Prompt: Give again the rows from the line with "[locate] sky (one point per instance)" through the end of the rows, replacing "fence rail" with "wooden rail" and leaving everything else unchanged.

Records shown:

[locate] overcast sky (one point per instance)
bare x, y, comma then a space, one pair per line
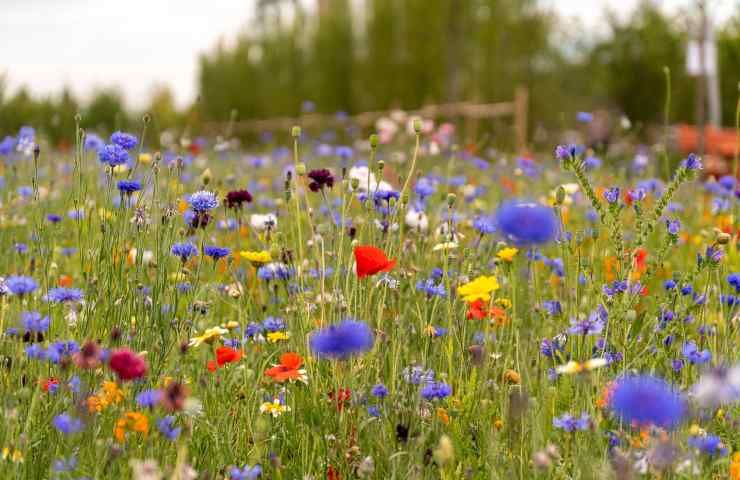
136, 44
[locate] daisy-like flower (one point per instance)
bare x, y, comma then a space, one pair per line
274, 408
209, 336
289, 369
507, 254
478, 289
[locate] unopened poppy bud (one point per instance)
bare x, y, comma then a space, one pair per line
205, 178
417, 125
560, 195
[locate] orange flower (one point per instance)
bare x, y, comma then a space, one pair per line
289, 368
224, 355
131, 422
371, 260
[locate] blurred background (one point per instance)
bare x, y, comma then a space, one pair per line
196, 65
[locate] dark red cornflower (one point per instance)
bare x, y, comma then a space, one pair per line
127, 364
321, 178
236, 198
89, 355
371, 260
174, 396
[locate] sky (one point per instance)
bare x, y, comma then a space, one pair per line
138, 44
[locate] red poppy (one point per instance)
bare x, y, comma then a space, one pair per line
49, 384
288, 369
371, 260
224, 355
127, 364
640, 260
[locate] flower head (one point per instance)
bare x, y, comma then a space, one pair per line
526, 223
343, 340
127, 364
647, 400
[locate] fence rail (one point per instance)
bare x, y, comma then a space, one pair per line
470, 111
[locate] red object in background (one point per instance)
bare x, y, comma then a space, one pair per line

Written response:
[locate] sky (one point per instance)
bare x, y, comma then a space, one pair per line
138, 44
[locate] red poppy (one point per instance)
bare x, y, comma then a space, one pair per line
49, 384
288, 369
371, 260
224, 355
127, 364
640, 260
[locate] flower head (one point per instance)
bare x, y, comma then a space, one pair per line
526, 223
343, 340
127, 364
647, 400
[locate] wooden rail (one point per instance)
bare x, y, comma then a space, one pair per line
470, 111
[locate] red object in background (one point per instance)
bare x, y, comma then a space, one pair per line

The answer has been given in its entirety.